- Your assignment
Go through the listing below. Copy each line that has the string "water".
┏━━
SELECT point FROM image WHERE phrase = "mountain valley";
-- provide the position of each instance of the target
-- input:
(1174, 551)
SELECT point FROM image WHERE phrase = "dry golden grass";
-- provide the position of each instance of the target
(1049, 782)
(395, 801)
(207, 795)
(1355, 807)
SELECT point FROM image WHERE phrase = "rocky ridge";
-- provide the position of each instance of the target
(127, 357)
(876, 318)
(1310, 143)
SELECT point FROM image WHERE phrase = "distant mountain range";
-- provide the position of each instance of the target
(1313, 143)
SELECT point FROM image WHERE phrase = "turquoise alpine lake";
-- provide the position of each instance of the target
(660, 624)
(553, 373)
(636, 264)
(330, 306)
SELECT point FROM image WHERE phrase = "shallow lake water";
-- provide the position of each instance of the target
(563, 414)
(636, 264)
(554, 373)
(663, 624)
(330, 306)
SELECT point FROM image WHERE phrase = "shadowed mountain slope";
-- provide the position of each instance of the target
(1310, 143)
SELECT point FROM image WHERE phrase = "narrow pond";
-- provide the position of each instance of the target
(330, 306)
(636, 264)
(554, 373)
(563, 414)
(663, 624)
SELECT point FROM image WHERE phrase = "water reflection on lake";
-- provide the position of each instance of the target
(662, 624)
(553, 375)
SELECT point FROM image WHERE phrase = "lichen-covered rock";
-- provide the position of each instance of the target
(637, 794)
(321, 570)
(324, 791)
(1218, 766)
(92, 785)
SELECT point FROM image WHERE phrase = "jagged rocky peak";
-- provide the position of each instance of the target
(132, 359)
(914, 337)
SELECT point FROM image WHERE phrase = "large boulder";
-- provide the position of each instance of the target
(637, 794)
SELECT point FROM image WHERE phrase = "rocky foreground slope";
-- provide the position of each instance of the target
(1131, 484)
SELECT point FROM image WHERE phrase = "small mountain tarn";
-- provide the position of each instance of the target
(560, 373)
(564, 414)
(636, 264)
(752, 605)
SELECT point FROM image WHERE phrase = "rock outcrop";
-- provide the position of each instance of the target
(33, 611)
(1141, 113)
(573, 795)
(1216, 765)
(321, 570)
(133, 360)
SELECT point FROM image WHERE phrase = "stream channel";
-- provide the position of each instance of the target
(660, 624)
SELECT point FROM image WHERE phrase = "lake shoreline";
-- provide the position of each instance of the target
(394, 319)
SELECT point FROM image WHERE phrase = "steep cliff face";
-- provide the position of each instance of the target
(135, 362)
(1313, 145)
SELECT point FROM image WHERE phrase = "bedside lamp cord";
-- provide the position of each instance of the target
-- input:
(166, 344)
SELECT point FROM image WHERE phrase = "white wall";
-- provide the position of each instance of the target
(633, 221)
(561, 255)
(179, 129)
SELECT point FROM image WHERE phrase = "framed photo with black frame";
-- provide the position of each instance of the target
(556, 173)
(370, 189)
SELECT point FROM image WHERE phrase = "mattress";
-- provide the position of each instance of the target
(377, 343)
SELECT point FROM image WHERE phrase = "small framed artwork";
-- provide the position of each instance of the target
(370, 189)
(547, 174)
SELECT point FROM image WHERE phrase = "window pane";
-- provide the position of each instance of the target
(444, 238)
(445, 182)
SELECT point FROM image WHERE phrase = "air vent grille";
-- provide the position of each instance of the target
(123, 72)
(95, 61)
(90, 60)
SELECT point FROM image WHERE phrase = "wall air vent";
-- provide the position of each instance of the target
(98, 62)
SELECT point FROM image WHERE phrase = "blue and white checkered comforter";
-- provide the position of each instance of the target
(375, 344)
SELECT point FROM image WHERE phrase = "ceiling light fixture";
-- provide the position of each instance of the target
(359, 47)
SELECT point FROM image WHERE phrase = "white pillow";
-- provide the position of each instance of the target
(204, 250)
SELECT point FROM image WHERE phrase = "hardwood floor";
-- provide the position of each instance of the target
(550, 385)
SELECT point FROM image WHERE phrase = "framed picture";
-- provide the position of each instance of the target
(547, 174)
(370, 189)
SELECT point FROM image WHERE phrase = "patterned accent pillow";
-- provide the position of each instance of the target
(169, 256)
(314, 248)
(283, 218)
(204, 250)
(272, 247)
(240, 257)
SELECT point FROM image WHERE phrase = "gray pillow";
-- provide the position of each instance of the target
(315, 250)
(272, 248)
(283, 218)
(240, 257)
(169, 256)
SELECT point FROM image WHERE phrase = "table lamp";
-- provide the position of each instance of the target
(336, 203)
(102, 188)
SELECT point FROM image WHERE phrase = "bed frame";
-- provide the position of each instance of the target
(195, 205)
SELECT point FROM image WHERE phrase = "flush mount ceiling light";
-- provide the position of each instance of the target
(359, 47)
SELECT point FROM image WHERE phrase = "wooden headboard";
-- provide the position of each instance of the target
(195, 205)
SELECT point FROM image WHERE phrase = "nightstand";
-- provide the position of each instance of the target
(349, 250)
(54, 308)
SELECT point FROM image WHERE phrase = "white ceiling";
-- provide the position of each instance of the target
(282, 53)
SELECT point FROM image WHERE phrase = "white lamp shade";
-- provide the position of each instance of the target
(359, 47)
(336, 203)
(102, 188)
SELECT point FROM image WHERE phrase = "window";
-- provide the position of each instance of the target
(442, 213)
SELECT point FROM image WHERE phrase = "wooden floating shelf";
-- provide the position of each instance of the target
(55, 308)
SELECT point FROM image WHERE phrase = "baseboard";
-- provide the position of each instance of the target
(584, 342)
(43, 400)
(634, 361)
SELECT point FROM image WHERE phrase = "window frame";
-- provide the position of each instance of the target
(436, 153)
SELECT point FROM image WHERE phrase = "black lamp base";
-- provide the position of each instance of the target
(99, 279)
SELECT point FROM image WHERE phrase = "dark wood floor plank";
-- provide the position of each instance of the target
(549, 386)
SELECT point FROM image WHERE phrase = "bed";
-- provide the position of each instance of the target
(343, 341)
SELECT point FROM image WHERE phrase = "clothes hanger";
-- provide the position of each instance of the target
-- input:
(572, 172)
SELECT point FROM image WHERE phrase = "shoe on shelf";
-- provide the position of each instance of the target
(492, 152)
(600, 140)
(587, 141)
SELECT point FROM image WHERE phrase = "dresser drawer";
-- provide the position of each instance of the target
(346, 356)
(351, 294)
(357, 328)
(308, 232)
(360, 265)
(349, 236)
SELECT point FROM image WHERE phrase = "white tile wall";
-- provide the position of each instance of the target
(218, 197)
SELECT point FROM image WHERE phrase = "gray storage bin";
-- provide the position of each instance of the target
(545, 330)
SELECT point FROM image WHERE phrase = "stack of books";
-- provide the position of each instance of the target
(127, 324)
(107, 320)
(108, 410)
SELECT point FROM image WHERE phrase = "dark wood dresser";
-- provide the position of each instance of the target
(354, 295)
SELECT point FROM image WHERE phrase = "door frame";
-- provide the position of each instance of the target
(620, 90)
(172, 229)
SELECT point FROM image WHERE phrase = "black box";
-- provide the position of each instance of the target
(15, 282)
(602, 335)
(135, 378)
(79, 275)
┗━━
- Task output
SELECT point FROM image WHERE phrase = "shallow lake water";
SELECT point FROM image WHERE phrase = "water reflection on lake";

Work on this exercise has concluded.